▸ **Short problem**
Rewrite only the lines from the one containing "like point(1342, 512)." down to the one containing "point(674, 600)", both included, keeping the requests and raising every coordinate in the reported points by 144. Leave the sample points in the requests as they are.

[start]

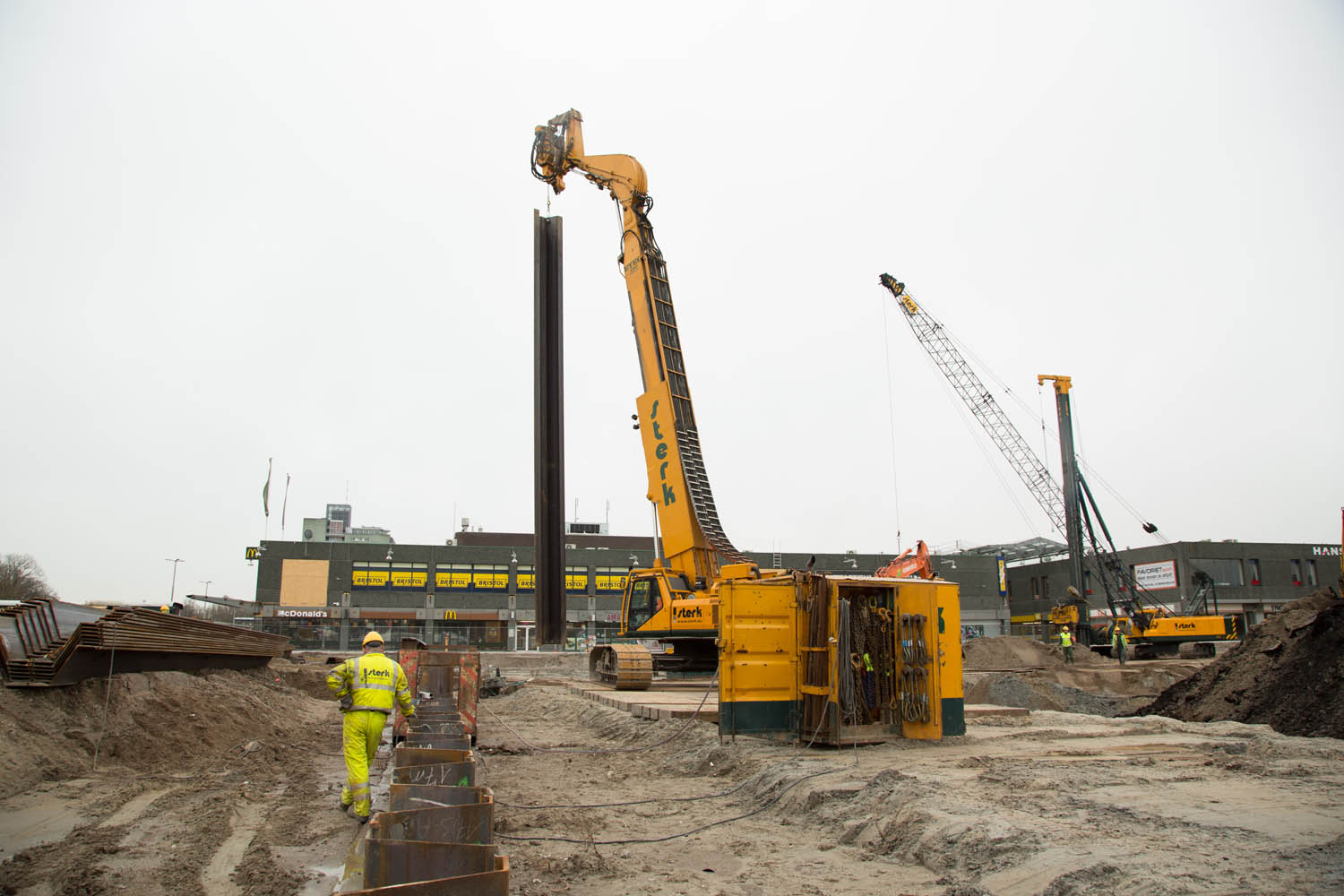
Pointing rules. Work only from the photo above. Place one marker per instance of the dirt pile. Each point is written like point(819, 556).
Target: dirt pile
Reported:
point(1288, 673)
point(152, 719)
point(1011, 651)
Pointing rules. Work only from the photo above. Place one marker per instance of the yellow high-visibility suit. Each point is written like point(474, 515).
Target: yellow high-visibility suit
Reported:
point(373, 683)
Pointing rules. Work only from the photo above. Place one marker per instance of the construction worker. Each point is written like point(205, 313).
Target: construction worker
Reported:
point(367, 686)
point(1118, 642)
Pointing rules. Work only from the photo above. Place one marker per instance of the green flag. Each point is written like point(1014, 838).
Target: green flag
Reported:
point(265, 490)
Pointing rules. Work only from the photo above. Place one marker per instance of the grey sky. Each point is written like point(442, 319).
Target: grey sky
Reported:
point(236, 231)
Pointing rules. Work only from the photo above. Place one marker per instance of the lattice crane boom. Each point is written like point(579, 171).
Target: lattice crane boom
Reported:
point(983, 406)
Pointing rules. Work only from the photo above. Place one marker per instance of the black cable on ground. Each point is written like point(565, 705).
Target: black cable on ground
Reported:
point(685, 833)
point(640, 802)
point(573, 750)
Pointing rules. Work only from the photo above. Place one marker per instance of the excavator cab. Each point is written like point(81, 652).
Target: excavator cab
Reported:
point(642, 600)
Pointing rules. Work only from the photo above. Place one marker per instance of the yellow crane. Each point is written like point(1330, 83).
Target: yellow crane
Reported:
point(831, 659)
point(671, 600)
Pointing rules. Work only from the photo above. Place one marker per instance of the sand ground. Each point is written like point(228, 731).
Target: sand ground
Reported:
point(237, 794)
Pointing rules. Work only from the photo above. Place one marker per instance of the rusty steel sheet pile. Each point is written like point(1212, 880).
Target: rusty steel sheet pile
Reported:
point(437, 836)
point(50, 642)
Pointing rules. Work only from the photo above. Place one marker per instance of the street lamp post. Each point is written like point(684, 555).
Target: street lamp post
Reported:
point(172, 589)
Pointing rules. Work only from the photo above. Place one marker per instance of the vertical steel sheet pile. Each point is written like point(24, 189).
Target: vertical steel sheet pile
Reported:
point(437, 836)
point(50, 642)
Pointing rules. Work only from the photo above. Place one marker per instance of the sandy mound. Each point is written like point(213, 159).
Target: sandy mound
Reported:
point(153, 720)
point(1011, 651)
point(1287, 673)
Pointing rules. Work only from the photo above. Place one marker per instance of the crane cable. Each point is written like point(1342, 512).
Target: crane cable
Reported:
point(892, 421)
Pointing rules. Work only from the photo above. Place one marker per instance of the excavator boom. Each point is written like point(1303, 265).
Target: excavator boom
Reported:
point(693, 538)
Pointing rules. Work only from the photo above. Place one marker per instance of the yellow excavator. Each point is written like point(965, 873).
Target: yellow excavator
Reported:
point(830, 659)
point(674, 600)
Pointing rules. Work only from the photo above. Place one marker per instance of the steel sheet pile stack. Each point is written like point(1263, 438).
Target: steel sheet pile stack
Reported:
point(438, 833)
point(50, 642)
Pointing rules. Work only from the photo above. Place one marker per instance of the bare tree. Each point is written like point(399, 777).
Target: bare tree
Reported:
point(22, 578)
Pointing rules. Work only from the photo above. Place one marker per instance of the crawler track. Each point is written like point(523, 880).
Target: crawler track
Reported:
point(625, 667)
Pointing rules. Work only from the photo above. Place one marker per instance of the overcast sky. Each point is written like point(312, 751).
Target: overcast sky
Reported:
point(231, 231)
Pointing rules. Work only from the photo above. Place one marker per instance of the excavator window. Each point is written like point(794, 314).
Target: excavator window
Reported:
point(645, 600)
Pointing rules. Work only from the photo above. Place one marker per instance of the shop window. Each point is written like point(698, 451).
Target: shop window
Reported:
point(370, 575)
point(489, 576)
point(453, 576)
point(1226, 573)
point(575, 579)
point(410, 576)
point(612, 579)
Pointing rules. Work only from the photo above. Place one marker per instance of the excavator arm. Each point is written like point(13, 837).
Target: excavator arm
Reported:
point(693, 536)
point(914, 562)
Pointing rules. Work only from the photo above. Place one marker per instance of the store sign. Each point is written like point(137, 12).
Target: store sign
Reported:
point(1156, 575)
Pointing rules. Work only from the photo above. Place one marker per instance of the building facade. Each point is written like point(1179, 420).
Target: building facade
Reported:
point(1233, 578)
point(480, 587)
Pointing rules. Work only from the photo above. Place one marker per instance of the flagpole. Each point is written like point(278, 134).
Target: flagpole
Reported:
point(265, 497)
point(282, 508)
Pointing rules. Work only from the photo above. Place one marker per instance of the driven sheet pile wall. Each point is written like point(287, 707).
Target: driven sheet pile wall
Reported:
point(840, 659)
point(437, 836)
point(449, 677)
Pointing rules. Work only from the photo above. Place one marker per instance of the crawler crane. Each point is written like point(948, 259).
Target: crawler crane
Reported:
point(830, 659)
point(669, 602)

[end]

▸ **Expected answer**
Pointing rules. Work only from the photo above. Place one marker per instance of the crane cable. Each point is written like point(1342, 512).
Target: crane cable
Reported:
point(1036, 565)
Pointing rules. Work only from the photo above. Place one marker per instance of the excavator boom. Each point is written like point(1303, 265).
Target: excavator boom
Reported:
point(837, 682)
Pointing rules. Work only from the photo above. Place one marker per instance of the yellow excavator. Each point is written like point(965, 873).
Target: yellow excavator
Reported:
point(974, 803)
point(818, 744)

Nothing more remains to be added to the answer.